-- Data section start --

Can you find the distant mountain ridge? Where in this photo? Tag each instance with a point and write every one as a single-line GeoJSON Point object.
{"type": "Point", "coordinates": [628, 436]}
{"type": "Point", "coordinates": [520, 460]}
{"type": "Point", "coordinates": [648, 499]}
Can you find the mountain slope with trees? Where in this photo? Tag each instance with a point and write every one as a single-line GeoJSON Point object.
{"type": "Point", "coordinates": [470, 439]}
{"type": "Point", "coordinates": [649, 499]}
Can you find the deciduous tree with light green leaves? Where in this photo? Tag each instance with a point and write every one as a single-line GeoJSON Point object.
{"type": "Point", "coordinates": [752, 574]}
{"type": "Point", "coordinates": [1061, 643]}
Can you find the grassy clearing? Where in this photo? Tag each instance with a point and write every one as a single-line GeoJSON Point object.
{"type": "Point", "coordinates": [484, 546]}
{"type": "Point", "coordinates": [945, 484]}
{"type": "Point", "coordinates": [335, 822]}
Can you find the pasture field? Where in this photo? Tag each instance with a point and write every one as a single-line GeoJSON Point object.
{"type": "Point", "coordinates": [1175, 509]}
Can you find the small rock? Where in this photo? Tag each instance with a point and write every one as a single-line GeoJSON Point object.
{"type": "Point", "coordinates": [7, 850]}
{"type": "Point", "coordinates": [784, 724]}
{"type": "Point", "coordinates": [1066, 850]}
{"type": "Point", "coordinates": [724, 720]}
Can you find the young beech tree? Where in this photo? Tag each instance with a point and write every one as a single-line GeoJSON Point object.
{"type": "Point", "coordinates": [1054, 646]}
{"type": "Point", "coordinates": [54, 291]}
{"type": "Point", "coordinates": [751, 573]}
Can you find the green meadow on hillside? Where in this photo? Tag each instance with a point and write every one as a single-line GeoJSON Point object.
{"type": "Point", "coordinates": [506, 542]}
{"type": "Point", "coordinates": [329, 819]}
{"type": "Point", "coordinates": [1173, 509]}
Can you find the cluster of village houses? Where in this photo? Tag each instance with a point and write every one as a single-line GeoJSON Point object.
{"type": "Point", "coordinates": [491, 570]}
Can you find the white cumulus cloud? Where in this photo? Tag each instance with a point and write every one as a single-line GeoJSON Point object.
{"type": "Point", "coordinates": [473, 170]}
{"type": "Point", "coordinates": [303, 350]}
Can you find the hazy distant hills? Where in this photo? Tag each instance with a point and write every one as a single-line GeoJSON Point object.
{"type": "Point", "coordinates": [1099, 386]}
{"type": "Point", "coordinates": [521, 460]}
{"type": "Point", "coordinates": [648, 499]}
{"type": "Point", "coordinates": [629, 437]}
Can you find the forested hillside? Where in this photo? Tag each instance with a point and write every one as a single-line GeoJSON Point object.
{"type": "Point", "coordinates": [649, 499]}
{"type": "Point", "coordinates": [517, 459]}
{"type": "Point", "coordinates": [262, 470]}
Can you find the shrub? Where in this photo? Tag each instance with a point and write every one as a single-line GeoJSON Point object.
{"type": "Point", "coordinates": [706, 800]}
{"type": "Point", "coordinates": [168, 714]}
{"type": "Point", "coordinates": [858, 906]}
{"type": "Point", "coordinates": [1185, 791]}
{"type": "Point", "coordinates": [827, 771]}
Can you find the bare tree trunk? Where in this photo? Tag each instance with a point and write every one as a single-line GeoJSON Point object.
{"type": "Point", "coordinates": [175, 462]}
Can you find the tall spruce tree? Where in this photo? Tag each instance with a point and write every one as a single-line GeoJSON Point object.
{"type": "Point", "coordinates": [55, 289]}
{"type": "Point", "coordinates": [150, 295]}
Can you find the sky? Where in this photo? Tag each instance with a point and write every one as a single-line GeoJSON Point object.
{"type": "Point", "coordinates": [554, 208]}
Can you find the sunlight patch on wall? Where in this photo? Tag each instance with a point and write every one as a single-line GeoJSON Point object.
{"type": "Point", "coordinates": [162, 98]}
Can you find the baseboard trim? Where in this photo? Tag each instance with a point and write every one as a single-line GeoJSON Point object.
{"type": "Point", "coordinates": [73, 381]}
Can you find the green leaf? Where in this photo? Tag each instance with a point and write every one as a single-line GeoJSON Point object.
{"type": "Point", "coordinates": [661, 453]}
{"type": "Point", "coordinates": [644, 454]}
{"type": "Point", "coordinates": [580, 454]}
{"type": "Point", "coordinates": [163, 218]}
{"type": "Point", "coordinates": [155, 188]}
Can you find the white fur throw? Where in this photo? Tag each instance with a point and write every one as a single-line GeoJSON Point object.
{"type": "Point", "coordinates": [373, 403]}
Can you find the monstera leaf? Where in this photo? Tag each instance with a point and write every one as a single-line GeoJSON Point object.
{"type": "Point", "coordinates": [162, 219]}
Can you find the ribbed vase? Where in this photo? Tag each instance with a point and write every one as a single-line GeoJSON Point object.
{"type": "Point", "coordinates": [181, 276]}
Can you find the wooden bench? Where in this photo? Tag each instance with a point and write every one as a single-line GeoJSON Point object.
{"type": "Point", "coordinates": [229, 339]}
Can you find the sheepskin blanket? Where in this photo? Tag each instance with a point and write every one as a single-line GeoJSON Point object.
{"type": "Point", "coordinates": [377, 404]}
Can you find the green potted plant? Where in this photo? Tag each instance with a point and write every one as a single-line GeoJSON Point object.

-- Data section end --

> _Exercise brief_
Only the lines from the one that contains "Can you find the ribbed" to the end of the data should be output, exactly as they appear.

> _In response_
Can you find the ribbed vase? Where in this photo? Tag each instance with a point and write every one as a single-line GeoJSON Point object.
{"type": "Point", "coordinates": [181, 276]}
Can you find the wooden bench? Where in this photo? Tag each instance with a point and write every one as a single-line GeoJSON Point object.
{"type": "Point", "coordinates": [229, 339]}
Can you find the sheepskin blanket? Where in this photo? Tag each instance with a point and write every one as a single-line GeoJSON Point object.
{"type": "Point", "coordinates": [377, 404]}
Can you find the green potted plant? Where in this photo? Tag each instance with a point and write every one as a single-line GeoJSON Point object.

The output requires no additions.